§ YOUR GOAL
Pull out every line below that contains the word "curb".

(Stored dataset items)
-- Start --

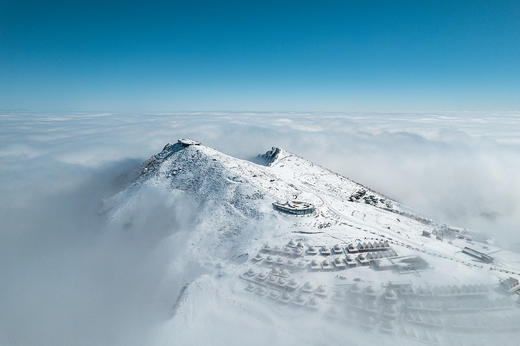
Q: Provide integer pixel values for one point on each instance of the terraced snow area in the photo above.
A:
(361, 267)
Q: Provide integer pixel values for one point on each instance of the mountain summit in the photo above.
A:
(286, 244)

-- End --
-- Start --

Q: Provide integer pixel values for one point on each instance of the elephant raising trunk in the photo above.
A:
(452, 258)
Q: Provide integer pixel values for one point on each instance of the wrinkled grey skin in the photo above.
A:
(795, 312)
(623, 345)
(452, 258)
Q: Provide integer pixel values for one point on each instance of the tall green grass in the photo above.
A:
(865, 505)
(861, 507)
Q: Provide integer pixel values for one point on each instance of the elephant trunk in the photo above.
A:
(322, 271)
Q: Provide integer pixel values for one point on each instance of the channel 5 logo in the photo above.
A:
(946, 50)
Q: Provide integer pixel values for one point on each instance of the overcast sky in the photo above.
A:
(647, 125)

-- End --
-- Start --

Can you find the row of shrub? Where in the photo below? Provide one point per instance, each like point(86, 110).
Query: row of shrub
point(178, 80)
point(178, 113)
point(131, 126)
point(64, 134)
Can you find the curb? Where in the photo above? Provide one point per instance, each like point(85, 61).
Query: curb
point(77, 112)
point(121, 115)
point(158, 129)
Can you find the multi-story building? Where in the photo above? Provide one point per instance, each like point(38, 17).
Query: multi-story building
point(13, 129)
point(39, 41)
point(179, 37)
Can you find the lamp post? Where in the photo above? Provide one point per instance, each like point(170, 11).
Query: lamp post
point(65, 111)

-- End --

§ TASK OUTPUT
Can you find the curb? Where in the photo above? Provide one point per instance, each like point(85, 61).
Query: curb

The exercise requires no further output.